### Task statement
Repeat the passage of the smoking-tax text between "If smokers have" and "in our taxes.", inclusive, word for word.

### Extract to read

=-=-=-=-=

If smokers have to pay higher taxes, they should be the sole beneficiaries of those taxes. All the money should go pay their health care costs or to fund smoking cessation programs. Funding programs that nonsmokers is the unethical part. Mykolos wants smokers to pay their own way? They are already paying their own way. The tax money should stay with them.
To paraphrase the late great Senator Daniel Patrick Moynihan, you are entitled to your own opinion but not your own facts. Topcard, the fact is that smokers do NOT pay their own way. Taxes on cigarettes do not come close to paying the health care costs for smoking-related illness and death. Non-smokers end up subsidizing the habit, both in our medical premiums and in our taxes.

=-=-=-=-=

### Data for review
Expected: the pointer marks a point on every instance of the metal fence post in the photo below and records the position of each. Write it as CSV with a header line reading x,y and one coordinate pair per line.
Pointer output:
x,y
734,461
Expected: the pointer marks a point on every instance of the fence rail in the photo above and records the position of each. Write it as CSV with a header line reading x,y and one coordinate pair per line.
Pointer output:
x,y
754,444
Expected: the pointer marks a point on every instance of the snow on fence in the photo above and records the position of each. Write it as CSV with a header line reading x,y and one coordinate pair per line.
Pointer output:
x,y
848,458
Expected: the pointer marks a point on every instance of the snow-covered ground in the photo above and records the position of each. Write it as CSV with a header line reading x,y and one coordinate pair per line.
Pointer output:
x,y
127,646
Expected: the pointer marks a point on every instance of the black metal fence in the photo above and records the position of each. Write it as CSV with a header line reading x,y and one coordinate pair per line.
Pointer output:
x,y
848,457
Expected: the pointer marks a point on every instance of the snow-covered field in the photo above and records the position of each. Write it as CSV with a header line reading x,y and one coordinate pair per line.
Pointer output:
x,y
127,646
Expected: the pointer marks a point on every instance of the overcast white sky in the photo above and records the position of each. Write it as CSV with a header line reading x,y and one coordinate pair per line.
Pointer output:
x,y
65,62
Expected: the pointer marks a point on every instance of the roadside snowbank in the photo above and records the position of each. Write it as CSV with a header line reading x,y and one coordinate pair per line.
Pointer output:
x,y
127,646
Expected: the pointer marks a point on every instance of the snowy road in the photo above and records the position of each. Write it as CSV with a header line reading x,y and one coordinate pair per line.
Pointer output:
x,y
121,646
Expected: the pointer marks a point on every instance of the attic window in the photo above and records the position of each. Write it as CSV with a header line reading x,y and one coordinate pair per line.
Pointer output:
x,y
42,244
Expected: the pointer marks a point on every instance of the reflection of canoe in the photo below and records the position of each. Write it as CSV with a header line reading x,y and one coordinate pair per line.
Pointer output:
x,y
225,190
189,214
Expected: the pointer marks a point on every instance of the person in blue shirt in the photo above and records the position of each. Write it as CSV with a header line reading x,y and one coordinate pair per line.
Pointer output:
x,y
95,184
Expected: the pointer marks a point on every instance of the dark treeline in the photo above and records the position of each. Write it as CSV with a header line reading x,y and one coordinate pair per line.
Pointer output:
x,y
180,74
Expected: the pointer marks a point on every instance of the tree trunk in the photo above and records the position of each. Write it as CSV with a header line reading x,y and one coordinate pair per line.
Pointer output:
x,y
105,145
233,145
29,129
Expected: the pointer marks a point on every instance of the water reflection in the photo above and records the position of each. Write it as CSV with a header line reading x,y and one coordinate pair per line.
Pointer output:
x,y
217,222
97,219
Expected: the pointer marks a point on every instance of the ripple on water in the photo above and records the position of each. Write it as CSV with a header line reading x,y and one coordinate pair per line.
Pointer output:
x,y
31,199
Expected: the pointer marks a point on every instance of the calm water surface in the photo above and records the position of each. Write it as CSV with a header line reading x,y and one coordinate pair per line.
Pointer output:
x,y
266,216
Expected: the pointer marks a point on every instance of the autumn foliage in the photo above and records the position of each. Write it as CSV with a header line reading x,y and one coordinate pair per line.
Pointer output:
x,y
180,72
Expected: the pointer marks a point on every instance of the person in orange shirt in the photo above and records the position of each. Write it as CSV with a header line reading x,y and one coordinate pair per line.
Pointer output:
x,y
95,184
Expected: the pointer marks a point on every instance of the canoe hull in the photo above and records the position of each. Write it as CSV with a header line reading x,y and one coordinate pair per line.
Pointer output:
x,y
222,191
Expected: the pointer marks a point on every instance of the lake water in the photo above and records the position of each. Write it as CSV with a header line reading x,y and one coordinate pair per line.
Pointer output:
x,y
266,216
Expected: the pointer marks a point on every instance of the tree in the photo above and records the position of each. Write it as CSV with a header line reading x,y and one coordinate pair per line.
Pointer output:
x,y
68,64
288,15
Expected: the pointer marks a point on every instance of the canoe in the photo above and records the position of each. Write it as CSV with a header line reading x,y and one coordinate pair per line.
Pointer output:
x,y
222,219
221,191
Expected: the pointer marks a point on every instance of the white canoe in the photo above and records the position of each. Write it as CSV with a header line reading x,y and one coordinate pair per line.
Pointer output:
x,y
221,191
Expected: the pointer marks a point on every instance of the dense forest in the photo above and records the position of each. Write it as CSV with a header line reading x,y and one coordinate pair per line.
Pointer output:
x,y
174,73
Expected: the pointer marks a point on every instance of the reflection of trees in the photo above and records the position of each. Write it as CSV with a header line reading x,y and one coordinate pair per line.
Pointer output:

=-=-=-=-=

### Your solution
If smokers have to pay higher taxes, they should be the sole beneficiaries of those taxes. All the money should go pay their health care costs or to fund smoking cessation programs. Funding programs that nonsmokers is the unethical part. Mykolos wants smokers to pay their own way? They are already paying their own way. The tax money should stay with them.
To paraphrase the late great Senator Daniel Patrick Moynihan, you are entitled to your own opinion but not your own facts. Topcard, the fact is that smokers do NOT pay their own way. Taxes on cigarettes do not come close to paying the health care costs for smoking-related illness and death. Non-smokers end up subsidizing the habit, both in our medical premiums and in our taxes.